Prompt:
Find every line in the listing below that contains the string "patterned", matching case exactly, and copy each such line in full.

Record extracts:
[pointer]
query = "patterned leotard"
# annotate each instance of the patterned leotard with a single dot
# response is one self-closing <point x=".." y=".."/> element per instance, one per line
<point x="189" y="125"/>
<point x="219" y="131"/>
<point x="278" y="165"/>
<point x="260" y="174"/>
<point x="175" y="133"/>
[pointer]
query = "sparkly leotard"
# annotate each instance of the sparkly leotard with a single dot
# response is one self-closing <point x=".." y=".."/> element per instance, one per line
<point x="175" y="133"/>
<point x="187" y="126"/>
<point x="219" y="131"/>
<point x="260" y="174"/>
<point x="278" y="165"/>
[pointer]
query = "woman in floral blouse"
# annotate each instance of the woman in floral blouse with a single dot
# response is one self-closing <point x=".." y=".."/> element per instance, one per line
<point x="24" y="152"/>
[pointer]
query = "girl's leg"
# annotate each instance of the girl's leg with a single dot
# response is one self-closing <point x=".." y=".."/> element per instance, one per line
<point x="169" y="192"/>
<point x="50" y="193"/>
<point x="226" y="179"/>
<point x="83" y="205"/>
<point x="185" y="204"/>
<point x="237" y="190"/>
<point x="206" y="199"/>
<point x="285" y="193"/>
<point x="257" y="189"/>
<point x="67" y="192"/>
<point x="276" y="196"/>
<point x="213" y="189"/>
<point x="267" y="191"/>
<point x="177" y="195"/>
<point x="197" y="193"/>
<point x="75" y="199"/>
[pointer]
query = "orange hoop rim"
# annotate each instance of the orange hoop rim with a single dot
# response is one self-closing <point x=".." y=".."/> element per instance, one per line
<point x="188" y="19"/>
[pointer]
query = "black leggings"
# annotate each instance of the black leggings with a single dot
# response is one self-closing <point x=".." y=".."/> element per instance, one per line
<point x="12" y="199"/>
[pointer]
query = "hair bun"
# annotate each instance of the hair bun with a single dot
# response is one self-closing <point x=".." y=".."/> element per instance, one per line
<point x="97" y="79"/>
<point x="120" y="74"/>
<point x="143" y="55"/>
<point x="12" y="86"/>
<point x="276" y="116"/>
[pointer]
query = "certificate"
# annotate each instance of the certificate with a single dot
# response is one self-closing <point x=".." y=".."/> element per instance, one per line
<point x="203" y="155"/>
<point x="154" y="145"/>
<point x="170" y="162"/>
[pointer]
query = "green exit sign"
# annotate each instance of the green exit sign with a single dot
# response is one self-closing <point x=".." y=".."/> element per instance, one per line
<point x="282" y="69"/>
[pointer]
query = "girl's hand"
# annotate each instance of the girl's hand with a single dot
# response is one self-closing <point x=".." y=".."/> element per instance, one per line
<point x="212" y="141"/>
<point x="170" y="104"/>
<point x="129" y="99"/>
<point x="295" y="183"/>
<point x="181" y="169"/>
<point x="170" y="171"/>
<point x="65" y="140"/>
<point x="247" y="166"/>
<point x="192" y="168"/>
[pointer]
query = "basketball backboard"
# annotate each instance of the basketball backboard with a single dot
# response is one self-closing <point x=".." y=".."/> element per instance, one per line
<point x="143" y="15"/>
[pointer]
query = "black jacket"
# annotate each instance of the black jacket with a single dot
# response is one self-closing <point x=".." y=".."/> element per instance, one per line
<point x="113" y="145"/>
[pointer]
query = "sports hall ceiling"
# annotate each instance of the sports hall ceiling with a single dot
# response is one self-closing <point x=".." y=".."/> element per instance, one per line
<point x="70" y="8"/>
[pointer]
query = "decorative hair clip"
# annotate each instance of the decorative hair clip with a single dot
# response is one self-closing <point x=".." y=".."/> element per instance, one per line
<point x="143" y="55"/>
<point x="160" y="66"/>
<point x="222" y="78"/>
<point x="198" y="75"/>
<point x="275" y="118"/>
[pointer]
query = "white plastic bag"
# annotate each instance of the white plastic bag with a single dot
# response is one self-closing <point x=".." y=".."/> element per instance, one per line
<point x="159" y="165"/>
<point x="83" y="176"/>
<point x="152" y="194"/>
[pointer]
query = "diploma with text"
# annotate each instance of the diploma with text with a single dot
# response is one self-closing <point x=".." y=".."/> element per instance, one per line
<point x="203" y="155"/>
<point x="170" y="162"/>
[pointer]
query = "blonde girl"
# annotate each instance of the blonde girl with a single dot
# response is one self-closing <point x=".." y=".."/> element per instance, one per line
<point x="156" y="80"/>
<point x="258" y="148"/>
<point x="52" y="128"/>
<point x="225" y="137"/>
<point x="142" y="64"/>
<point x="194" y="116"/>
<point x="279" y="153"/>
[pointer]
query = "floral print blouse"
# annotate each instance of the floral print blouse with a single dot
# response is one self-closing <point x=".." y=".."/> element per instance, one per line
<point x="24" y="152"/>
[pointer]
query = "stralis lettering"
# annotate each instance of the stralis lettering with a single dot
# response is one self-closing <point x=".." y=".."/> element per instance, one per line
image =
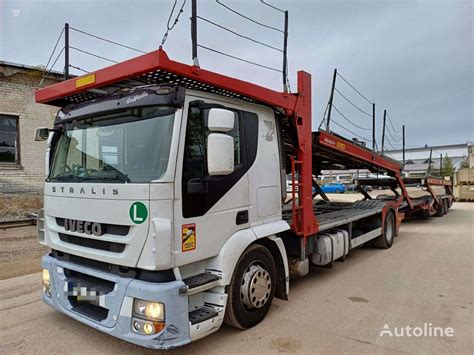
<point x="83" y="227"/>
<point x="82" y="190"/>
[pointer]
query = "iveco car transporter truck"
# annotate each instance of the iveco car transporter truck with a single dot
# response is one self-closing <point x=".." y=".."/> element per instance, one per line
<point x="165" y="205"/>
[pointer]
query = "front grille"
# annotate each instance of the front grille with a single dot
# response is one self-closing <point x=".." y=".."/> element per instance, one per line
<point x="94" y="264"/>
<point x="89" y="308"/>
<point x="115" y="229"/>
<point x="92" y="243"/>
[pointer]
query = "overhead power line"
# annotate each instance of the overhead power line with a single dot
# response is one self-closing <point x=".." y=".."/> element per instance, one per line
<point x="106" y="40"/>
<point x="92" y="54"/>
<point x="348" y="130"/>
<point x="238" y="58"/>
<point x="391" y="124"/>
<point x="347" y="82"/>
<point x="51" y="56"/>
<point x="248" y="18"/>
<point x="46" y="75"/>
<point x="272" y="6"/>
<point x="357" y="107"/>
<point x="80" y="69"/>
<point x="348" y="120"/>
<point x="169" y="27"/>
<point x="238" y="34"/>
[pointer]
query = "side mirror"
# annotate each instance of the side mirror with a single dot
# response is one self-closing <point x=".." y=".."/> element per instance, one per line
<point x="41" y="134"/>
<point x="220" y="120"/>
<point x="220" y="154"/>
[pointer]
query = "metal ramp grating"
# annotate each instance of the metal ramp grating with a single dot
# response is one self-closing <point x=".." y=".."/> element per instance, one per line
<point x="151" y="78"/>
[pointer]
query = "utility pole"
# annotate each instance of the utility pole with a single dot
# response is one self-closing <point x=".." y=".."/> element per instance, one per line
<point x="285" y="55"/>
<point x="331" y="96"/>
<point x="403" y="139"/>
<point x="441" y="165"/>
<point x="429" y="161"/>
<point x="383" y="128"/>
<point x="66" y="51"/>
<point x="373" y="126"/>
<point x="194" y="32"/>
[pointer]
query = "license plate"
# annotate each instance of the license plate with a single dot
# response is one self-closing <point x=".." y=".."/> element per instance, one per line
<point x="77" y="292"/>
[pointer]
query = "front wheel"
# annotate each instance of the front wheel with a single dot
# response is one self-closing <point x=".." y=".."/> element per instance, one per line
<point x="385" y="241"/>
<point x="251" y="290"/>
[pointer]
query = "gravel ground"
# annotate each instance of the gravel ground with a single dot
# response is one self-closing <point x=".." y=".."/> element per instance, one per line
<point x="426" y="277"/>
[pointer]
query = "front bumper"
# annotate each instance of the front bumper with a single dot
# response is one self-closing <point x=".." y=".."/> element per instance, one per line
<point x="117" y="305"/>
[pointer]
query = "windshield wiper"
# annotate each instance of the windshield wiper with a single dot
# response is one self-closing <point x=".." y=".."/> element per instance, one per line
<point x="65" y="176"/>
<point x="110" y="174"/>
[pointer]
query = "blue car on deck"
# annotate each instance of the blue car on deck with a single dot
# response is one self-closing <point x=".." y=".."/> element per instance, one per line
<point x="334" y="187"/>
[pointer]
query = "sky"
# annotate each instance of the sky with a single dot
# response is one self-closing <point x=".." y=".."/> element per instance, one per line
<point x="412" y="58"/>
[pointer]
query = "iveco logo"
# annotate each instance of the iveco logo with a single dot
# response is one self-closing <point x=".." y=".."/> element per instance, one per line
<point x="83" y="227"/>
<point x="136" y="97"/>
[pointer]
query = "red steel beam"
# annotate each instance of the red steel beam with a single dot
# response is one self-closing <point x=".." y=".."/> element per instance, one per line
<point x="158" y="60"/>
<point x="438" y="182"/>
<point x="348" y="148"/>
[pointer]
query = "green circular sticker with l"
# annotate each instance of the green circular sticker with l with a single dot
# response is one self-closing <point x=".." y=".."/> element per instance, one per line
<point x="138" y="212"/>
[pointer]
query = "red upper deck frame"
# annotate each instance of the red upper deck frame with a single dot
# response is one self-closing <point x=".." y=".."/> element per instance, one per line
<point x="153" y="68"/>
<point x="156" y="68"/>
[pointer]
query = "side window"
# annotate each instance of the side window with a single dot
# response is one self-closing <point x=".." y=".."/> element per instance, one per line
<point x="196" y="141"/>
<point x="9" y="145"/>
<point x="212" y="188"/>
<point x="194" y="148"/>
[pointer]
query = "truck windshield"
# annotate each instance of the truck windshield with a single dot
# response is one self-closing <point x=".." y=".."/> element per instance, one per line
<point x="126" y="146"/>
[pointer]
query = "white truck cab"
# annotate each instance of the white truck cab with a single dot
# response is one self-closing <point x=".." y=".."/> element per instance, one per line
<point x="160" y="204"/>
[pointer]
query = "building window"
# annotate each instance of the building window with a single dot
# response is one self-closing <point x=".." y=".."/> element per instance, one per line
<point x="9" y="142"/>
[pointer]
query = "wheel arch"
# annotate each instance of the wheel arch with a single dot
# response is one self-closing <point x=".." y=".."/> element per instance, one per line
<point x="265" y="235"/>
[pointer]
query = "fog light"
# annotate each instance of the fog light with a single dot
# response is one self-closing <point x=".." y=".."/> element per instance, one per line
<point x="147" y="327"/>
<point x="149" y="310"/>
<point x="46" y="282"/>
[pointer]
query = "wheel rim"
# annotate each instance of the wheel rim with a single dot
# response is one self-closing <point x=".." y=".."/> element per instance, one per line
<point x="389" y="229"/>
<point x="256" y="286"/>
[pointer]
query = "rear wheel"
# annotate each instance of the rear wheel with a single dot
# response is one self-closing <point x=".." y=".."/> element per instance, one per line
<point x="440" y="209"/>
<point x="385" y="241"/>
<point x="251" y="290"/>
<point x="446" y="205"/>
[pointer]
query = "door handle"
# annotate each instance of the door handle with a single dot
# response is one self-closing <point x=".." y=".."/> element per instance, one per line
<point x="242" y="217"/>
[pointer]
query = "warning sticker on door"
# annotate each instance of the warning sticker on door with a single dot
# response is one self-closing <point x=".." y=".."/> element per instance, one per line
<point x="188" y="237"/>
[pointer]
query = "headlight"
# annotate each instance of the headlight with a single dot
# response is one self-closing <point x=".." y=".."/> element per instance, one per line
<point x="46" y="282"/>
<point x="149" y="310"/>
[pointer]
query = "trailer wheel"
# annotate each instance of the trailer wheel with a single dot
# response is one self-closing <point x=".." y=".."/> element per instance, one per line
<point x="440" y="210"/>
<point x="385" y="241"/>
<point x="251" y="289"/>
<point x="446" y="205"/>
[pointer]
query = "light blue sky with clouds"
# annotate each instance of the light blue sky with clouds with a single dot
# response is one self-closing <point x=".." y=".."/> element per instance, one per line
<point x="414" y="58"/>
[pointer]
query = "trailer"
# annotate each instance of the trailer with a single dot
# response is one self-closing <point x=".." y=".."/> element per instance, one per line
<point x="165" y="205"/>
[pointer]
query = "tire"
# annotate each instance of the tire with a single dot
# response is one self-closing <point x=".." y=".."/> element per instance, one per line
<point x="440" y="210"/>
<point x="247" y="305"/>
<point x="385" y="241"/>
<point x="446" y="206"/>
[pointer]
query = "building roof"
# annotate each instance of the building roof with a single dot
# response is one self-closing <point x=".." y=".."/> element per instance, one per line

Solution to the exercise:
query = "patterned leotard"
# annotate each instance of the patterned leotard with a single dot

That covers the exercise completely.